Reproduce the whole listing, keeping each line as it is.

▶

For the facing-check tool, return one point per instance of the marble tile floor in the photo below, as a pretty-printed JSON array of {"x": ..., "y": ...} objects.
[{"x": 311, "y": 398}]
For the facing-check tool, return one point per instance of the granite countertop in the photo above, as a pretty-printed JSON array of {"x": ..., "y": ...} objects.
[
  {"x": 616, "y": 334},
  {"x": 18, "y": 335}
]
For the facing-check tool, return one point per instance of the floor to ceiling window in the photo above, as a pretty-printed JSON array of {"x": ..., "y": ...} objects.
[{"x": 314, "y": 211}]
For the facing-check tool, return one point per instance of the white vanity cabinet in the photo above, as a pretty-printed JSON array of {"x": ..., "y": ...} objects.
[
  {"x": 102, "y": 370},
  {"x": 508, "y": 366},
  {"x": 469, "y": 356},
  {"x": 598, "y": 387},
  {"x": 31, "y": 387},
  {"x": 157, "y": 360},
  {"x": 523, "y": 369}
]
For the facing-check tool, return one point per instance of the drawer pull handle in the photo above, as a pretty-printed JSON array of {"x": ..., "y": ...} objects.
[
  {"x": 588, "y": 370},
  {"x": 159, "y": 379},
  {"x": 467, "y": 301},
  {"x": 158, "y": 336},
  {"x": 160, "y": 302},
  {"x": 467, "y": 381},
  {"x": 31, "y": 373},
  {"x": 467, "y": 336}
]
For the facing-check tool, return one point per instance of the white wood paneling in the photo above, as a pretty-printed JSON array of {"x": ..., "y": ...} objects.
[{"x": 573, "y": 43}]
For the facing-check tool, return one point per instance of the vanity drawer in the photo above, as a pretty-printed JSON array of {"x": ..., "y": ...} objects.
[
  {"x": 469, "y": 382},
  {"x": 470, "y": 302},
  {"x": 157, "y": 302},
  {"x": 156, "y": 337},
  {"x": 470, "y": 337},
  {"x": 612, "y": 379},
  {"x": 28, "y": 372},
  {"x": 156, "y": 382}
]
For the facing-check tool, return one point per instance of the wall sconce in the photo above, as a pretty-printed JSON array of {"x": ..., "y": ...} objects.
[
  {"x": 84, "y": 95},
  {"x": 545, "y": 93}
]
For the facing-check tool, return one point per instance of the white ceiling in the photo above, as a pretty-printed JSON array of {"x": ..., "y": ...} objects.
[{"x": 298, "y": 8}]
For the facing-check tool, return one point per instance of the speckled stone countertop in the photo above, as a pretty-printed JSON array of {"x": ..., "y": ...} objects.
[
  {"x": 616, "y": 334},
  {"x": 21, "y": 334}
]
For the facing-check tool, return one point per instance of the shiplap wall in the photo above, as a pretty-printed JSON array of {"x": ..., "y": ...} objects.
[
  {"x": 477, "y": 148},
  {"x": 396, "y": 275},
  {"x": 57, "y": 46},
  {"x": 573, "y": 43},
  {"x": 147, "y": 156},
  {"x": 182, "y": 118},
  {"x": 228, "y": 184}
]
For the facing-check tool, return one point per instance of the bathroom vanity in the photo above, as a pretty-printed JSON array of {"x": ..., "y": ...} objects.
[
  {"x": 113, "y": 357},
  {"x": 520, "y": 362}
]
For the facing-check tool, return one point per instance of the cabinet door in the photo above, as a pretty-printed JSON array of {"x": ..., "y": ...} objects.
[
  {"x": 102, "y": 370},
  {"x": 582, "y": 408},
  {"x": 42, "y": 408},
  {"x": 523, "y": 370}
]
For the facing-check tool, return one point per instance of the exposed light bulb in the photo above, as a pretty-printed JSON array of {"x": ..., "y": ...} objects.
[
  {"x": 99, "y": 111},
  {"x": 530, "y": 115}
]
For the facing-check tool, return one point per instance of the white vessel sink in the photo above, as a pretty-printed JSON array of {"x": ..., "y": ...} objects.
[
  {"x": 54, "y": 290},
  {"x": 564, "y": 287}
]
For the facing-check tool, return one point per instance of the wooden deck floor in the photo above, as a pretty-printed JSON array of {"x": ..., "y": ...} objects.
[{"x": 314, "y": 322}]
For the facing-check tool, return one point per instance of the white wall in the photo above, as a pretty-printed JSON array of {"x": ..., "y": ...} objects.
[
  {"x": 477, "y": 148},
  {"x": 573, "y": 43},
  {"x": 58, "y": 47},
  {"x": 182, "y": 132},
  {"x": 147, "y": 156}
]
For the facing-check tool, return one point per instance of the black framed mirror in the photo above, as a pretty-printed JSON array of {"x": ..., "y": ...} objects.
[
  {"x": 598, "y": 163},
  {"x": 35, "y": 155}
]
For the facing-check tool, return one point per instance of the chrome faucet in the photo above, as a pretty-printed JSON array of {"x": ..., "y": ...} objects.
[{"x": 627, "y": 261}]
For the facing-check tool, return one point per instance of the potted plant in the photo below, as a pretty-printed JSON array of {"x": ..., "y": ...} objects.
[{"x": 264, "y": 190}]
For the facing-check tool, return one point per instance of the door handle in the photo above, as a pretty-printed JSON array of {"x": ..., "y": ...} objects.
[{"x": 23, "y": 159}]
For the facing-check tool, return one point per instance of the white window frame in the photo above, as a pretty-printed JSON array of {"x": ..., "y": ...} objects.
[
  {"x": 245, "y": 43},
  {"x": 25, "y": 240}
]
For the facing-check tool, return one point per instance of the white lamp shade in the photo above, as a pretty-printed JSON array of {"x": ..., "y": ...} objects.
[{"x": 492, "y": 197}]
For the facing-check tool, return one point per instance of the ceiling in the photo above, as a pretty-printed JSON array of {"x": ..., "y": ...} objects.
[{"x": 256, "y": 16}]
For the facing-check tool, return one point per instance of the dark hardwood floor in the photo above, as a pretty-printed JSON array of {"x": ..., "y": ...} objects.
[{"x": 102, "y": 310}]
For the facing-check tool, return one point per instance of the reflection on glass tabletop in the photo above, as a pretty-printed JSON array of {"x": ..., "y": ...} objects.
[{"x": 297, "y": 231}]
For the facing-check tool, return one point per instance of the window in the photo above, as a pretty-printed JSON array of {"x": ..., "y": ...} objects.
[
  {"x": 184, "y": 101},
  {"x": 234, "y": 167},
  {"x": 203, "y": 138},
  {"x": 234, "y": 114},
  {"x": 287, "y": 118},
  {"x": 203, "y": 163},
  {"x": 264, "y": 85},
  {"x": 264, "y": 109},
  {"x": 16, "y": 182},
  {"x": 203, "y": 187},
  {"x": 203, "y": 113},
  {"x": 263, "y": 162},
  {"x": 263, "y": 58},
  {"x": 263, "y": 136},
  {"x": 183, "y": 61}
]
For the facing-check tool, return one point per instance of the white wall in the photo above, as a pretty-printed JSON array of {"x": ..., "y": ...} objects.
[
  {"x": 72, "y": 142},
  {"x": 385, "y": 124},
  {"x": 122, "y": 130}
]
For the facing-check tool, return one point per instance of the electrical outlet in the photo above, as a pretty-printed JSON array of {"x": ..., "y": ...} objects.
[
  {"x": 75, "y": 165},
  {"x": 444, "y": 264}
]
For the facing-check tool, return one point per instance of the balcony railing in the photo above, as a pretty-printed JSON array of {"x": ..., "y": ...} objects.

◀

Solved exercise:
For the facing-check tool, return one point per instance of the marble tile floor in the photo below, as a pretty-printed JSON array of {"x": ..., "y": ...} objects.
[{"x": 311, "y": 398}]
For the facing-check tool, return one point per instance of the granite countertop in the photo above, as a pretty-printed JSON array of {"x": ..., "y": ...} objects.
[
  {"x": 616, "y": 334},
  {"x": 18, "y": 335}
]
For the facing-check tool, return one point per instance of the floor to ceiling window in the photo above, as a pretty-printed JSON array of {"x": ..., "y": ...} objects.
[{"x": 314, "y": 211}]
For the facing-check tool, return one point per instance of the white vanity cabinet in the photo above, as a pretty-printed JSON array of {"x": ..., "y": ...} objects.
[
  {"x": 102, "y": 370},
  {"x": 508, "y": 366},
  {"x": 469, "y": 356},
  {"x": 598, "y": 387},
  {"x": 31, "y": 387},
  {"x": 157, "y": 360},
  {"x": 523, "y": 369}
]
For the facing-check tool, return one point per instance of the drawer pull handle in the photo above, as a pretty-printed JSON array of {"x": ..., "y": ...} objects.
[
  {"x": 588, "y": 370},
  {"x": 159, "y": 379},
  {"x": 467, "y": 301},
  {"x": 158, "y": 336},
  {"x": 160, "y": 302},
  {"x": 467, "y": 381},
  {"x": 31, "y": 373},
  {"x": 467, "y": 336}
]
For the facing-check tool, return one point per instance of the white wood paneling in the photo above, as a pretty-printed JSON array of {"x": ..., "y": ...} objects.
[{"x": 573, "y": 43}]
For the facing-check tool, return one point per instance of the vanity drawer in the photo above, as a pretty-printed JSON array of {"x": ..., "y": ...} objects.
[
  {"x": 469, "y": 382},
  {"x": 470, "y": 302},
  {"x": 157, "y": 302},
  {"x": 156, "y": 337},
  {"x": 470, "y": 337},
  {"x": 612, "y": 379},
  {"x": 28, "y": 372},
  {"x": 156, "y": 382}
]
For the facing-check tool, return one point per instance of the wall sconce in the photo above, as a pretty-printed JSON array of {"x": ..., "y": ...} objects.
[
  {"x": 84, "y": 95},
  {"x": 545, "y": 93}
]
For the facing-check tool, return one point per instance of the white ceiling in the photo above, as a pretty-printed JSON array of {"x": ..., "y": ...} objects.
[{"x": 298, "y": 8}]
For the facing-check tool, return one point per instance of the speckled stone countertop in the photo above, as a pretty-printed JSON array of {"x": ..., "y": ...} objects.
[
  {"x": 616, "y": 334},
  {"x": 21, "y": 334}
]
For the facing-check tool, return one point per instance of the shiplap wall in the photo above, as a pretty-printed JSON array of {"x": ..., "y": ...} objects.
[
  {"x": 477, "y": 148},
  {"x": 396, "y": 275},
  {"x": 57, "y": 46},
  {"x": 573, "y": 43},
  {"x": 147, "y": 156},
  {"x": 182, "y": 118},
  {"x": 228, "y": 184}
]
For the facing-check tool, return one point per instance of the bathroom vanity in the photo above, as a pretty-printed JSON array of {"x": ..., "y": ...} objects.
[
  {"x": 113, "y": 357},
  {"x": 520, "y": 362}
]
For the facing-check tool, return one point per instance of the cabinet door in the photo above, as a pretty-printed JSON array of {"x": ..., "y": ...} objects.
[
  {"x": 102, "y": 370},
  {"x": 582, "y": 408},
  {"x": 42, "y": 408},
  {"x": 523, "y": 370}
]
For the facing-check tool, return one point per instance of the exposed light bulb in the photo above, as a pretty-printed JSON array of {"x": ..., "y": ...} objects.
[
  {"x": 99, "y": 111},
  {"x": 530, "y": 115}
]
For the facing-check tool, return one point per instance of the white vessel sink in the photo above, as a pretty-printed JSON array of {"x": ..., "y": ...} objects.
[
  {"x": 54, "y": 290},
  {"x": 564, "y": 287}
]
For the facing-check tool, return one point per instance of the wooden deck floor in the photo above, as a pretty-printed JSON array of {"x": ..., "y": ...} objects.
[{"x": 314, "y": 322}]
For the facing-check tool, return one point per instance of the white wall in the photo above, as a pretty-printed JSON array of {"x": ..., "y": ...} objects.
[
  {"x": 477, "y": 148},
  {"x": 573, "y": 43},
  {"x": 58, "y": 47},
  {"x": 182, "y": 132},
  {"x": 147, "y": 156}
]
For the facing-check tool, return one point per instance of the black framed mirror in the photo above, as a pretty-printed JSON array of {"x": ..., "y": ...} objects.
[
  {"x": 598, "y": 163},
  {"x": 35, "y": 155}
]
For the facing-check tool, return one point per instance of the chrome faucet in the photo above, as a pretty-printed JSON array of {"x": ..., "y": ...} objects.
[{"x": 627, "y": 261}]
For the facing-check tool, return one point per instance of the potted plant in the photo below, as a pretty-printed JSON array of {"x": ..., "y": ...} objects.
[{"x": 264, "y": 190}]
For the facing-check tool, return one point per instance of the door handle in the photo above, as a pretty-printed JSON array of {"x": ..., "y": ...} objects.
[{"x": 23, "y": 159}]
For the facing-check tool, return one point per instance of the white window frame in the photo above, as a pretty-printed JSON array of {"x": ..., "y": ...} objects.
[
  {"x": 245, "y": 43},
  {"x": 25, "y": 240}
]
For the facing-check tool, return one point per instance of the white lamp shade in the photo above, as a pretty-printed JSON array of {"x": ..., "y": ...} objects.
[{"x": 492, "y": 197}]
For the facing-check tool, return one point per instance of the ceiling in the photo above, as a pretty-printed JSON array of {"x": ..., "y": ...} objects.
[{"x": 256, "y": 16}]
For the facing-check tool, return one point per instance of the dark hardwood floor in the photo above, as a pretty-printed JSON array of {"x": ..., "y": ...} objects.
[{"x": 102, "y": 310}]
For the facing-check tool, return one point per instance of the reflection on glass tabletop in the photo above, as a pretty-printed JSON array of {"x": ..., "y": ...} objects.
[{"x": 297, "y": 231}]
For the facing-check tool, return one point per instance of the window in the photo above, as a pretty-printed JSON array of {"x": ..., "y": ...} objects.
[
  {"x": 184, "y": 101},
  {"x": 234, "y": 167},
  {"x": 203, "y": 138},
  {"x": 234, "y": 114},
  {"x": 287, "y": 118},
  {"x": 203, "y": 163},
  {"x": 264, "y": 85},
  {"x": 264, "y": 109},
  {"x": 16, "y": 182},
  {"x": 203, "y": 187},
  {"x": 203, "y": 113},
  {"x": 263, "y": 162},
  {"x": 263, "y": 58},
  {"x": 263, "y": 136},
  {"x": 183, "y": 61}
]
For the facing-check tool, return one point per instance of the white wall in the photo above, as a pretty-printed JSON array of {"x": ..., "y": ...} objects.
[
  {"x": 72, "y": 142},
  {"x": 385, "y": 124},
  {"x": 122, "y": 130}
]
For the facing-check tool, return one point per instance of the electrical outlet in the photo above, as a pretty-printed JSON array of {"x": ..., "y": ...} objects.
[
  {"x": 75, "y": 165},
  {"x": 444, "y": 264}
]
For the facing-check tool, return one point per instance of the balcony railing in the photo above, as a pretty-printed JSON array of {"x": ..., "y": ...} objects.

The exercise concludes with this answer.